Pensare alla politica è un fattore di stress. Lo hanno rilevato alcuni ricercatori canadesi, che hanno chiesto a un gruppo di persone di tenere un diario in cui segnare, alla fine di ogni giornata, il fatto politico a cui avevano pensato di più quel giorno, e qual era il loro stato d’animo in risposta. Mettendo assieme le risposte di tutti i partecipanti, si è visto che gli eventi politici che si susseguivano giorno per giorno mettevano di cattivo umore le persone, con conseguenze a livello psicologico e fisico. Chi pensava meno alla politica, al contrario, stava mediamente meglio degli altri. L’altra faccia della medaglia è che evitare il dibattito politico, per esempio smettendo di informarsi, ha come conseguenza una minore partecipazione. Chi segue con più assiduità l’attualità politica, è stato rilevato, è anche più propenso a partecipare a iniziative di attivismo, volontariato o protesta. Evitare le notizie è dunque una delle strategie per evitare lo stress provocato da un’eccessiva esposizione, e conduce però a una minore partecipazione politica e civica. Un’altra strategia utilizzata da molte persone per regolare i propri stati emotivi è la “rivalutazione” dei fatti. Per affrontare le emozioni negative date dalla lettura di un qualche tipo ingiustizia, per esempio un episodio di corruzione, molte persone sono portate a ridimensionare l’accaduto e convincersi che alla fine “la giustizia farà il suo corso”. Questo aiuta a sentirsi meglio e calmare il disagio psicologico, ma rende anche meno probabile che poi quella persona prenda parte a eventuali azioni di protesta contro quell’ingiustizia. C’è quindi un complicato compromesso da tenere presente, che riguarda sia chi si occupa di produrre notizie (cioè soprattutto i giornali e i media in generale) sia i gruppi che cercano di coinvolgere la popolazione in azioni di protesta o di iniziativa politica. Bisogna sapere che, per indurre una qualche risposta nelle persone, le si sta esponendo a emozioni negative che influiranno sul loro benessere psico-fisico.
--------------------------------------------------
• **COSE DA FARE**:
1: Rispondi a queste domande sul brano sulla politica e lo stress:
(a) Di quale nazionalità erano i ricercatori?
(b) Che cosa annotavano i partecipanti nel diario alla fine di ogni giornata?
(c) Di che cosa si convincono molte persone davanti a un episodio di corruzione?
2: Per favore, prosegui il brano sulla politica e lo stress subito dopo la sua ultima frase.
Le voci qui sotto provengono da un'altra fonte.
--------------------------------------------------
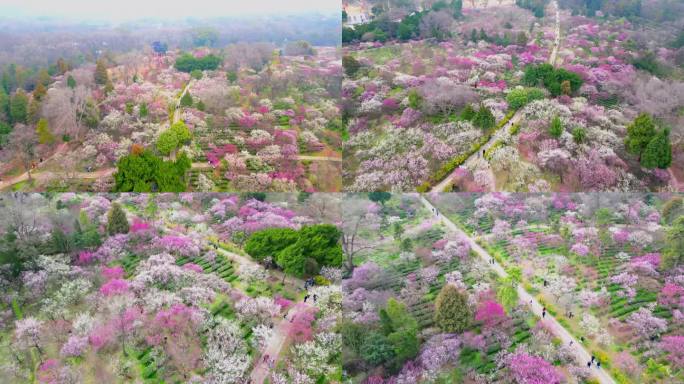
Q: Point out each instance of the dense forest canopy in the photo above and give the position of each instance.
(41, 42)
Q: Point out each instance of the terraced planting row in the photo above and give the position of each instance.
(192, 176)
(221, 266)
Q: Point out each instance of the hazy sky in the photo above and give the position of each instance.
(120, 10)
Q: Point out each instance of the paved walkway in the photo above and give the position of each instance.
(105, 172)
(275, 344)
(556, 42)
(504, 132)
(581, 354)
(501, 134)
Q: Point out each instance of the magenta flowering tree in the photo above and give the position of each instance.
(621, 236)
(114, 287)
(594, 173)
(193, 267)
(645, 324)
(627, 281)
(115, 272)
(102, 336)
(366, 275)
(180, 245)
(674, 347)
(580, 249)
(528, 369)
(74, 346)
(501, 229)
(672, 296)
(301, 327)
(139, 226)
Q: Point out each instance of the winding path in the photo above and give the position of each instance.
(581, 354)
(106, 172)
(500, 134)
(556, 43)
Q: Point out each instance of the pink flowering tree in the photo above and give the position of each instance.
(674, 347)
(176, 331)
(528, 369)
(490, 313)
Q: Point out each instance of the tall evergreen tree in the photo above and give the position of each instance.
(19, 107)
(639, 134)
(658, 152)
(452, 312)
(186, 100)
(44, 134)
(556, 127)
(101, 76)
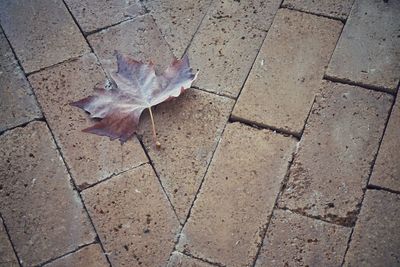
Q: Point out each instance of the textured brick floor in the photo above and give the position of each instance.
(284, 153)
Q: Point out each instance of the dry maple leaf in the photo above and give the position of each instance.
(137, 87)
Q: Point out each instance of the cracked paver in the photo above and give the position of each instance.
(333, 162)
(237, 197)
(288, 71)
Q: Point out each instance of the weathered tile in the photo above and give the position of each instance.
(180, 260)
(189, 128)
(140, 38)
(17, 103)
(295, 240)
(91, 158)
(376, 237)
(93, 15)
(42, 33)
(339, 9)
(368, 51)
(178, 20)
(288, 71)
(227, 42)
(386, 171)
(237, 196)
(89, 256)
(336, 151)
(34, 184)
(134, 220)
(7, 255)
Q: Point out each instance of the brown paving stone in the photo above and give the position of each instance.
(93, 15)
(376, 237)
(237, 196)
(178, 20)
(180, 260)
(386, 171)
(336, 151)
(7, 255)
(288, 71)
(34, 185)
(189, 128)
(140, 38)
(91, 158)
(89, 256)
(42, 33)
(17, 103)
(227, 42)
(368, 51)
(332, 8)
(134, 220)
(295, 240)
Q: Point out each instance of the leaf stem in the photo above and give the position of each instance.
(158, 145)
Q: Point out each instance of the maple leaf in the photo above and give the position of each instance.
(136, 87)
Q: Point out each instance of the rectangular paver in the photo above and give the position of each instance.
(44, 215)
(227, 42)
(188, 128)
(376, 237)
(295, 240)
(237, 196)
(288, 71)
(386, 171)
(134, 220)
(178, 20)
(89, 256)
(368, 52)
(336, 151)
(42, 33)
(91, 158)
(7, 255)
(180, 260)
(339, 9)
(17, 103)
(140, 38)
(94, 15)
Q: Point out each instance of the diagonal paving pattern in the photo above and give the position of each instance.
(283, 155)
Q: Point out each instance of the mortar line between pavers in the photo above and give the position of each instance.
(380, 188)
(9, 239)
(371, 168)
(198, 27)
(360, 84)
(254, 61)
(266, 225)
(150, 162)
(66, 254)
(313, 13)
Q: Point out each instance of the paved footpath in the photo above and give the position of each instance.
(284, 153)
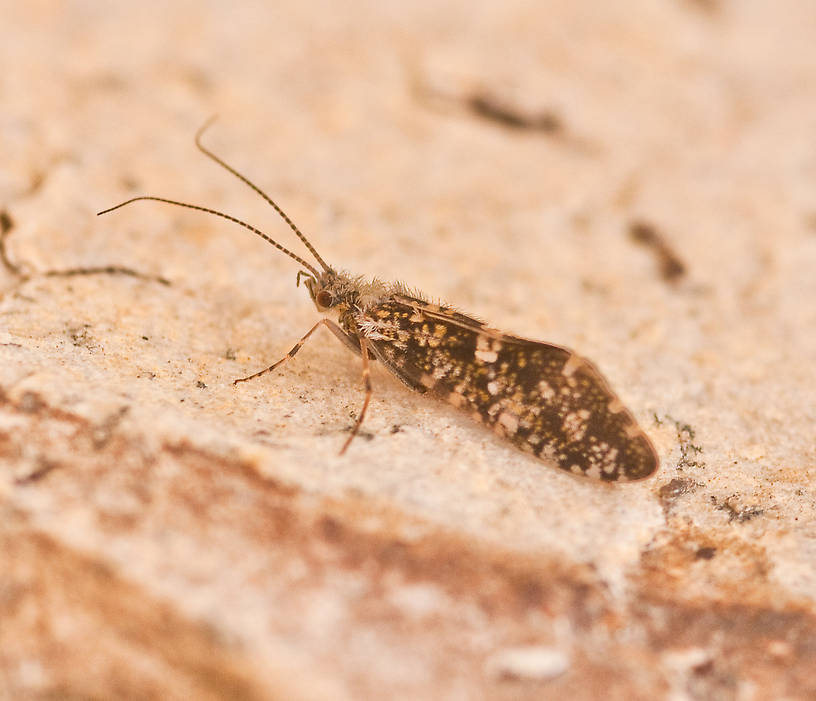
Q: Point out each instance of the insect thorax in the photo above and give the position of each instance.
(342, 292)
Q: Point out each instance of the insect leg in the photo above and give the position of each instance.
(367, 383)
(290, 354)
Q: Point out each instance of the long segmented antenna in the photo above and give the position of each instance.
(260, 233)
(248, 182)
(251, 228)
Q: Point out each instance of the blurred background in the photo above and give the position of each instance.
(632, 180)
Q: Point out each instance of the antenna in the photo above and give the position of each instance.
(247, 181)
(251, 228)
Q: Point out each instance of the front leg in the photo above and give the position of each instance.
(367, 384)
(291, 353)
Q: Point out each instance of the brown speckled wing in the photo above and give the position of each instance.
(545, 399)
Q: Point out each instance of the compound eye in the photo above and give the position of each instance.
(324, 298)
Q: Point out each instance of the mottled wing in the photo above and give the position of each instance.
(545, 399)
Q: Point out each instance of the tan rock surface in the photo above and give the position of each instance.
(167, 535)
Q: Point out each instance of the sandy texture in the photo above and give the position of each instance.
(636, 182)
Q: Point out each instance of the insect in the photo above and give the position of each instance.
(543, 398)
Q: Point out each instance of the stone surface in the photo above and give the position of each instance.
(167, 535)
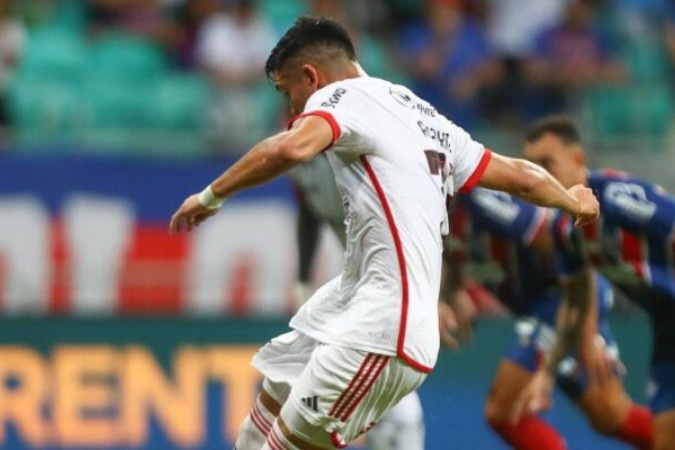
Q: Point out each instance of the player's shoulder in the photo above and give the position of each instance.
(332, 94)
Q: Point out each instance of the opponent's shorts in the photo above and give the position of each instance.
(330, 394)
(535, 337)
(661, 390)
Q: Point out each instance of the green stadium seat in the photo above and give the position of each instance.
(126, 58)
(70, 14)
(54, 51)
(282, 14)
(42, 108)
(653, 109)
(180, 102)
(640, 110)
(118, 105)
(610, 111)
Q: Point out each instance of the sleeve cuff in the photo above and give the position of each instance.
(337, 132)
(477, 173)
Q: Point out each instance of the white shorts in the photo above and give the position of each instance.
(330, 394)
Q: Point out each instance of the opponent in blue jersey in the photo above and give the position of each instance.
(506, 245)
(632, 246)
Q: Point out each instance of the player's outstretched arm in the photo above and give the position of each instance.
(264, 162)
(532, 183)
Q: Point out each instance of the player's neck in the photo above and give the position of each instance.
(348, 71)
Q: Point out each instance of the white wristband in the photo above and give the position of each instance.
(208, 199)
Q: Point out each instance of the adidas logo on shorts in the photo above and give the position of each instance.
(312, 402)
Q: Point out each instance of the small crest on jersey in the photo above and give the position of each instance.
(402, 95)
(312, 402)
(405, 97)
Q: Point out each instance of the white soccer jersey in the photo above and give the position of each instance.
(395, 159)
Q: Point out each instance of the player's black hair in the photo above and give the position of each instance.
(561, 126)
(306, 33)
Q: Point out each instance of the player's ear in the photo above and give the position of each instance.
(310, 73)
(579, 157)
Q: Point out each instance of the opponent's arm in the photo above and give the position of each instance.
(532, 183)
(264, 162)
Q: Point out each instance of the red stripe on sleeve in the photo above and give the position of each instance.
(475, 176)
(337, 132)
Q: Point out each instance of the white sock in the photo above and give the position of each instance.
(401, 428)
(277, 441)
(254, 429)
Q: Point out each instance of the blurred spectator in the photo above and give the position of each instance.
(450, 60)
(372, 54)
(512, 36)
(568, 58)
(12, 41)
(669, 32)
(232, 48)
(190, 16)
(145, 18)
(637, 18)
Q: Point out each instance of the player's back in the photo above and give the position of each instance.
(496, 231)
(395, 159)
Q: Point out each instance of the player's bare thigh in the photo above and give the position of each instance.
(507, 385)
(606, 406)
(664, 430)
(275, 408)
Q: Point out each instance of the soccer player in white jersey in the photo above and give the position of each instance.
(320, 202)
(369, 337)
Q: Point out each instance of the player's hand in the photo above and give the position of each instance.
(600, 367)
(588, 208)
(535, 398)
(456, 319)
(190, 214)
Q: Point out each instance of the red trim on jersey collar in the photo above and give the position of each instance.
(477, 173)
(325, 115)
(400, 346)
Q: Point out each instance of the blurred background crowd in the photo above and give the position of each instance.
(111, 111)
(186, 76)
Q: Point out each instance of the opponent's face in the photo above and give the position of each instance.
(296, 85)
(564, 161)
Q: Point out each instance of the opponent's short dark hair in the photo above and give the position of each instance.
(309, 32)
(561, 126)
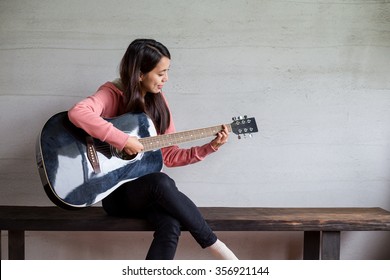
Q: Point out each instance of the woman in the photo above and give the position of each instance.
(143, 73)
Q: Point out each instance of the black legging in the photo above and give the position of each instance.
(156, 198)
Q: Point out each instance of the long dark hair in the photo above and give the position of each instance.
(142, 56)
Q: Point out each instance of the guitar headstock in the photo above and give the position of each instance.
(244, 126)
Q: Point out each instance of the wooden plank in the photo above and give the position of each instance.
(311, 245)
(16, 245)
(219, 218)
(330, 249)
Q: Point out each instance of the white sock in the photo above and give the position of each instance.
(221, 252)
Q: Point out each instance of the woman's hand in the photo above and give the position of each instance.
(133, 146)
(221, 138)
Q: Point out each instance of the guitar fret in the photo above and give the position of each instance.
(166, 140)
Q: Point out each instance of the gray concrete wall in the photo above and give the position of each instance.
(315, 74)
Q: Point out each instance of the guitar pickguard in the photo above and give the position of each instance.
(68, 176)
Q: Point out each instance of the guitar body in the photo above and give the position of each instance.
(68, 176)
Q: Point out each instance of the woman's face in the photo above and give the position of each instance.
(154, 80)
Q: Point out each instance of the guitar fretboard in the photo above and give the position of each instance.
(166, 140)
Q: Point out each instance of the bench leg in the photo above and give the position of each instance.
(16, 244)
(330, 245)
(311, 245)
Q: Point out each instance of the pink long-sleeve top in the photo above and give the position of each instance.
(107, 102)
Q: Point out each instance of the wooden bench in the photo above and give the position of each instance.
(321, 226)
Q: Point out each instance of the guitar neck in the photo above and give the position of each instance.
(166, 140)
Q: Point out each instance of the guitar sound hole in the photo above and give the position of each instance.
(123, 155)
--------------------------------------------------
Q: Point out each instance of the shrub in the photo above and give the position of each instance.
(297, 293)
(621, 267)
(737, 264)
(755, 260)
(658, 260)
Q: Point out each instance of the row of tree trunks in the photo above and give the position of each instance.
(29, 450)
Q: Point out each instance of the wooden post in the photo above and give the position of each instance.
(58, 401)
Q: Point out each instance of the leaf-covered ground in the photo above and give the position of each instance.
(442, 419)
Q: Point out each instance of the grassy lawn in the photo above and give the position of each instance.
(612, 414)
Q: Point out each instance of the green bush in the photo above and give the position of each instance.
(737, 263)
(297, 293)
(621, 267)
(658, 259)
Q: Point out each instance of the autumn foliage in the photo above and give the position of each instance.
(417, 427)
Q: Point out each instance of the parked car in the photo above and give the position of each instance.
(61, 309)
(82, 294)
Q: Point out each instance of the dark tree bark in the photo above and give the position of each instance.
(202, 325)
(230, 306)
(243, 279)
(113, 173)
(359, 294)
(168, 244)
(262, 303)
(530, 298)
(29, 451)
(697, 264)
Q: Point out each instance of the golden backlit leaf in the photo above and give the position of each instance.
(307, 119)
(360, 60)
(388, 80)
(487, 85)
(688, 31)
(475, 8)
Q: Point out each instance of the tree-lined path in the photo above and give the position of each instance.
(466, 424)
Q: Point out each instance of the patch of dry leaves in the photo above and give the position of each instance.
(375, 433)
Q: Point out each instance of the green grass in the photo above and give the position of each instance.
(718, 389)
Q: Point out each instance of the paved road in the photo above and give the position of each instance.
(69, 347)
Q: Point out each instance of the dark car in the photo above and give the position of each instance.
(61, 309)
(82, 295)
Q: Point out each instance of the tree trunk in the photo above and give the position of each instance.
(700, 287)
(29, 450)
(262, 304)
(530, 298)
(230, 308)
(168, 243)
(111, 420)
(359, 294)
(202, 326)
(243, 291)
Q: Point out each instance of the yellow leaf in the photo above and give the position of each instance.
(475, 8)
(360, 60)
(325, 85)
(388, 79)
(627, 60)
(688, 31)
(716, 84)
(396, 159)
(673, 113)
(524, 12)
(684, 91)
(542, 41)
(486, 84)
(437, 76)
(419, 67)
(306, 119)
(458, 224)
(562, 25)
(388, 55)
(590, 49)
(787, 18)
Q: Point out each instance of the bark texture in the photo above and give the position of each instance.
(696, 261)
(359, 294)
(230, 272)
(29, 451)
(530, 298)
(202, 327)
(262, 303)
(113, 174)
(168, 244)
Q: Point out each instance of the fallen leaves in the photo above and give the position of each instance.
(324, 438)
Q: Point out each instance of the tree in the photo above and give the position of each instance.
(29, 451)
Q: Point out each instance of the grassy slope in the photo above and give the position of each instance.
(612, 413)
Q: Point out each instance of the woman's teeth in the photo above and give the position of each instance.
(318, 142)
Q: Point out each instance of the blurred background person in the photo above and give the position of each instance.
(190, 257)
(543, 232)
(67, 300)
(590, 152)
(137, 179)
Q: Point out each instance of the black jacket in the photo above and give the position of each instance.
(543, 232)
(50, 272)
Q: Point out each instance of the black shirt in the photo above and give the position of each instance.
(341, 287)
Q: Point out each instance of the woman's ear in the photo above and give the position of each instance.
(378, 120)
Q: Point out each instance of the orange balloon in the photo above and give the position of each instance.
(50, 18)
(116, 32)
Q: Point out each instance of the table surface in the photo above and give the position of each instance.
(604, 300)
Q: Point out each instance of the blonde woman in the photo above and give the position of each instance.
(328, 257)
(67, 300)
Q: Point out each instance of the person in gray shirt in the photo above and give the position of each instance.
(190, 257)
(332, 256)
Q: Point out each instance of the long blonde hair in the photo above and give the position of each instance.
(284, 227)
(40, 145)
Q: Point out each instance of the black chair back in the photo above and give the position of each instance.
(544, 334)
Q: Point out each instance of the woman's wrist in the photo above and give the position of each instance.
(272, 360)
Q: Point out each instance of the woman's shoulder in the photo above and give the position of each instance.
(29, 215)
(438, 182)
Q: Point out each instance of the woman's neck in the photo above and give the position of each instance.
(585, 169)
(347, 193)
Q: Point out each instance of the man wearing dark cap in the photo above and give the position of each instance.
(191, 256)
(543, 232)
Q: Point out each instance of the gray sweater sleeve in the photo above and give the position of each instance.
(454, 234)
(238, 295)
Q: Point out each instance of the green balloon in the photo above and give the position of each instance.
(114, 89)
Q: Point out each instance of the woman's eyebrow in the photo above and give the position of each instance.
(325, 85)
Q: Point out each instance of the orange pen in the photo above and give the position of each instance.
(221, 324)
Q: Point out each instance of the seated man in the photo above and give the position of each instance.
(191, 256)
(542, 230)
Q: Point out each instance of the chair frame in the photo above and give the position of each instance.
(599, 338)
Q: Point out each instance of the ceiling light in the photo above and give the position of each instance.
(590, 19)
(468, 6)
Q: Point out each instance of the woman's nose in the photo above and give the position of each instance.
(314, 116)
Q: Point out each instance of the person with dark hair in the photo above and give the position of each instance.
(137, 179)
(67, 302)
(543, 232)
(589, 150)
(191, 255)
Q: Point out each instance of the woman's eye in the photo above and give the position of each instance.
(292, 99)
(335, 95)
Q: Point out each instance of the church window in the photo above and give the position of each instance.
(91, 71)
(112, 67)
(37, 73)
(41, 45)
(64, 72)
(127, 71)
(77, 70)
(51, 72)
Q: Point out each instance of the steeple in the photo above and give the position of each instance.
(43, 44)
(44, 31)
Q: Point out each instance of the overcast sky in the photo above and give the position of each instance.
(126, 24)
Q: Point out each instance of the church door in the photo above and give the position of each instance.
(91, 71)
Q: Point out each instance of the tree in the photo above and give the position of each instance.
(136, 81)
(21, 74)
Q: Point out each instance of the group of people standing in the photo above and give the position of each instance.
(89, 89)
--------------------------------------------------
• **RISPOSTE**:
1:
(a) Erano canadesi.
(b) Annotavano il fatto politico a cui avevano pensato di più quel giorno e il loro stato d'animo in risposta.
(c) Si convincono che alla fine "la giustizia farà il suo corso".

2:
In Italia
Lo studio ha preso in considerazione cittadine e cittadini statunitensi, quindi bisogna stare attenti a traslarne i risultati su altri contesti. C’è da dire però che il giornalismo italiano è particolarmente propenso a produrre ogni giorno polemiche e “scandali” nuovi, destinati a spegnersi nel giro di pochi giorni. L’intento sembra proprio quello di “accendere” la sfera emotiva del lettore, che di giorno in giorno è portato a indignarsi per questa o quella presunta storia da seguire (dimenticandone altre). Il risultato, lo stiamo vedendo in questi anni, è un generale discredito della classe politica nel suo complesso (che comunque ci ha messo del suo per attrarsi critiche spesso giuste) e una difficoltà diffusa nell’analizzare le questioni in maniera complessiva. Quanto tempo durerà l’indignazione per lo stipendio del presidente dell’Inps, Pasquale Tridico? Quanto le discussioni sul dissesto idrogeologico in Italia? E ve la ricordate la storia dei parlamentari che avevano chiesto e ottenuto il bonus da 600 euro per le partite Iva? Sentiremo mai riparlare dei banchi monoposto per le scuole? Avremo mai accesso ai bandi pubblici pubblicati dal commissario straordinario per la gestione dell’emergenza, Domenico Arcuri? La smetteranno prima o poi i giornali di enfatizzare i dati giornalieri sui contagi, che non aiutano a capire l’andamento complessivo della pandemia? Ci sarà mai una revisione dell’accordo di Dublino? Quanto durerà la discussione sulla “semplificazione” e “sburocratizzazione” dell’Italia? (Ma non vi sembra di averla già sentità?) E il Mes? E il Recovery Fund, o Next Generation EU? Per non parlare del vaccino contro il coronavirus annunciato per “imminente” ormai da mesi, chi ci aiuta a capire? Perdonateci, abbiamo sicuramente peggiorato il vostro umore con tutte queste domande. Ma volevamo ricordarvi alcune delle tante questioni in sospeso, prima che scoppi la prossima polemica.